### Written request
Reproduce the material word for word, from the line containing "For each instance of the dark" up to and including the last line of the material. Omit the pictures.

### Data rows
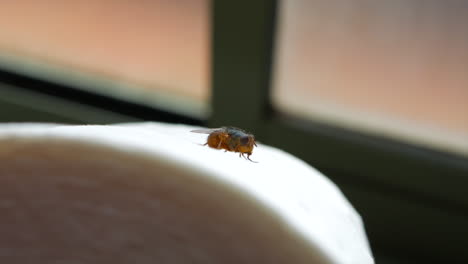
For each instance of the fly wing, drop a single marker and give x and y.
(206, 131)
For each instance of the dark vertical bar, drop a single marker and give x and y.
(243, 33)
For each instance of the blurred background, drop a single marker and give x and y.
(372, 93)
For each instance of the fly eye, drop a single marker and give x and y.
(244, 140)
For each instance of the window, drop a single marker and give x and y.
(393, 68)
(150, 52)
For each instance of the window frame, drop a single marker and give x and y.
(412, 198)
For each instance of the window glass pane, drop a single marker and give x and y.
(397, 68)
(153, 52)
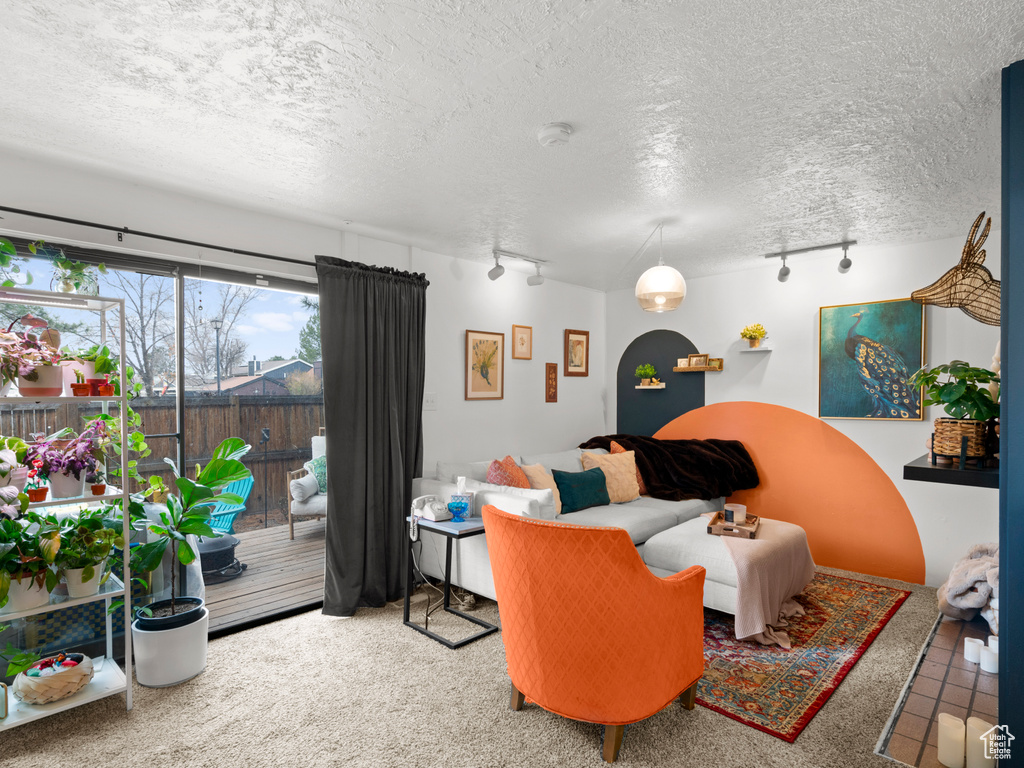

### Solution for this exercise
For each instance of the dark vertical bar, drop a single marker and give x and y.
(243, 33)
For each instance of the blurred background, drop a single marker and give x and y.
(372, 93)
For each instance of the fly eye, drop a single marker and give x and y.
(244, 140)
For each instance of the window, drop a single marker and give x and y.
(393, 68)
(150, 52)
For each instance of the window frame, drop a single marker and give x and y.
(412, 198)
For each instance of the window glass pane, drop a single marker and give x and y.
(397, 68)
(153, 52)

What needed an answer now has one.